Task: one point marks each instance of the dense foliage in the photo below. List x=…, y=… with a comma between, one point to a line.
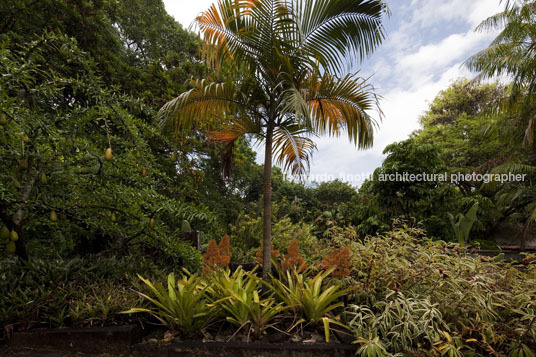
x=93, y=196
x=403, y=294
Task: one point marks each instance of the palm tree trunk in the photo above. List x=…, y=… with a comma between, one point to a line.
x=267, y=218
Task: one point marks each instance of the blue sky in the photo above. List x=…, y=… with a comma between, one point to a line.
x=426, y=45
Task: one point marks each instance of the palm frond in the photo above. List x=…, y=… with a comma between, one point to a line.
x=200, y=106
x=332, y=31
x=293, y=149
x=342, y=104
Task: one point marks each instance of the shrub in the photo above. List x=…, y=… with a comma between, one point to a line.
x=309, y=299
x=294, y=259
x=239, y=296
x=182, y=307
x=217, y=256
x=340, y=259
x=258, y=254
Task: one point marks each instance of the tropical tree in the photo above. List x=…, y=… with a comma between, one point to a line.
x=512, y=54
x=277, y=63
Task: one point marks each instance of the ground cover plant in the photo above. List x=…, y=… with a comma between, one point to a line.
x=404, y=294
x=96, y=202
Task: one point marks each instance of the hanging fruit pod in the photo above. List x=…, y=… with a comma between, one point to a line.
x=108, y=154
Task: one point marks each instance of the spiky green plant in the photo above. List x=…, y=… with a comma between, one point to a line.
x=181, y=307
x=238, y=295
x=310, y=298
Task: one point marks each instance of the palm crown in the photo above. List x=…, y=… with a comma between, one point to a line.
x=278, y=59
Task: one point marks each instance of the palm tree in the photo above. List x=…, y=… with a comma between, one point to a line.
x=276, y=61
x=513, y=53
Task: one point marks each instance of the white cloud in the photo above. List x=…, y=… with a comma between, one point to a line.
x=430, y=60
x=422, y=55
x=185, y=11
x=432, y=12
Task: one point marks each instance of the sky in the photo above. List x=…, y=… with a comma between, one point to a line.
x=426, y=45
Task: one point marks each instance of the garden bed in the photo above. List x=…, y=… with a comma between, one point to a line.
x=126, y=340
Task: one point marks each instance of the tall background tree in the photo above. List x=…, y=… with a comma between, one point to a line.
x=278, y=63
x=512, y=54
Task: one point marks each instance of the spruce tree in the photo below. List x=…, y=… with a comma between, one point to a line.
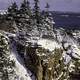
x=36, y=10
x=6, y=65
x=13, y=10
x=25, y=8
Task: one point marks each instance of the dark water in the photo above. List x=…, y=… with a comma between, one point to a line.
x=67, y=20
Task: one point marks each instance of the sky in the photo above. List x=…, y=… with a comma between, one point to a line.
x=55, y=5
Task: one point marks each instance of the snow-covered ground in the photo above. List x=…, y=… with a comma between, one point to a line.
x=48, y=44
x=22, y=72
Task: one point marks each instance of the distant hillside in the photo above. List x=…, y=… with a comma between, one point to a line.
x=66, y=19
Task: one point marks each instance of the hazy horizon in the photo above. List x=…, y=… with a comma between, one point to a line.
x=55, y=5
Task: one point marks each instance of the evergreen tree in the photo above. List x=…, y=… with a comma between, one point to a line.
x=25, y=8
x=6, y=65
x=36, y=9
x=13, y=10
x=47, y=9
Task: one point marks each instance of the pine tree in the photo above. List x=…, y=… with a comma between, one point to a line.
x=36, y=9
x=13, y=10
x=47, y=9
x=6, y=65
x=25, y=8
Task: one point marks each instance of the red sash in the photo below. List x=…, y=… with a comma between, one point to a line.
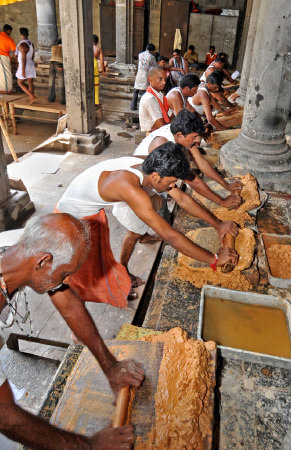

### What the exercise asks
The listing above is to be set down word for word, without its images.

### Exercise response
Task: one point marks each instance of the dense foliage in the photo below. List x=…, y=… with a comma between, one point to a line.
x=93, y=196
x=403, y=294
Task: one point marks each instance of the palm tree trunk in the photo above. List x=…, y=… with a comma between, one point to a line.
x=267, y=218
Task: one point marks each instance of the blue sky in the photo above. List x=…, y=… with a comma between, one point to a line.
x=426, y=45
Task: one point marks each instance of the palm frond in the photo above. List x=…, y=… with a comma between, one point to a line.
x=200, y=106
x=332, y=31
x=293, y=149
x=342, y=104
Task: one point marks each instance of the shrub in the photo above. List x=…, y=… with a comma between, one point to a line.
x=309, y=299
x=294, y=259
x=239, y=296
x=182, y=307
x=217, y=256
x=340, y=259
x=258, y=254
Task: one point marks each instance of the tropical tree in the photo above. List x=…, y=… with a comma between, one point to a line.
x=512, y=54
x=277, y=63
Task: one point marks each instance of the ground cover plant in the photo above. List x=…, y=… with a comma between, one point to a line.
x=404, y=294
x=96, y=202
Task: one point marks each instance of the hanging fruit pod in the photo above. List x=…, y=… with a comma between, one point to a line.
x=108, y=154
Task: one point marks each instance of the spiky green plant in the photo above. List x=…, y=… with a comma between, one point to a line.
x=181, y=307
x=238, y=295
x=310, y=298
Task: one point marks each instance of the palm crown in the photo above. List x=…, y=… with a comma between, one point to a line.
x=278, y=59
Task: one point marks each instance of the palm tree in the photo above. List x=…, y=… with a comma between, one point to a line.
x=276, y=61
x=513, y=53
Task: one point marks each instance of the white cloud in the photo above. List x=…, y=… with a comma between, one point to a line.
x=430, y=60
x=422, y=55
x=185, y=11
x=432, y=12
Task: one point marks each instance of the sky in the photo above. List x=…, y=… with a comma between, one point to a line.
x=426, y=45
Task: one point marks each instance of the garden bed in the photo above. List x=…, y=… with a comma between, one point to a line.
x=126, y=340
Task: one point marks each instance of the tall background tree in the photo above. List x=…, y=… with a comma between, one point to a line.
x=278, y=63
x=512, y=54
Task: one point marks each instance of the spruce tree in the photo below. List x=…, y=… with a comma between, one point to a line.
x=36, y=10
x=6, y=65
x=13, y=10
x=25, y=8
Task: one point marks each instance of the dark water in the photo above. List x=…, y=… with a comma between, one point to a line.
x=67, y=20
Task: one point marks each instance of the sky in the photo above. List x=…, y=… with a comma between, one point to a line.
x=55, y=5
Task: one point marks each instance of the snow-covered ground in the photo above. List x=…, y=… with a comma between, one point to a line.
x=48, y=44
x=22, y=72
Task: one point marks each instance of the distant hillside in the photo above. List x=…, y=… with a comma between, one point to a line.
x=66, y=19
Task: one point marks each instance of the hazy horizon in the photo above. List x=…, y=… with a comma between, one point to a line.
x=55, y=5
Task: one point marks each instance of the evergreen tree in the photo above. List x=…, y=… with a comma between, one point to a line.
x=25, y=8
x=6, y=65
x=36, y=9
x=13, y=10
x=47, y=9
Task: one point marks each instance of the pine tree in the photo above. List x=…, y=… with a comma between, one point to a line.
x=36, y=9
x=13, y=10
x=47, y=9
x=6, y=65
x=25, y=8
Task: one point marks each instance of the red sash in the photo below. List x=…, y=… with a comma between, one point to a line.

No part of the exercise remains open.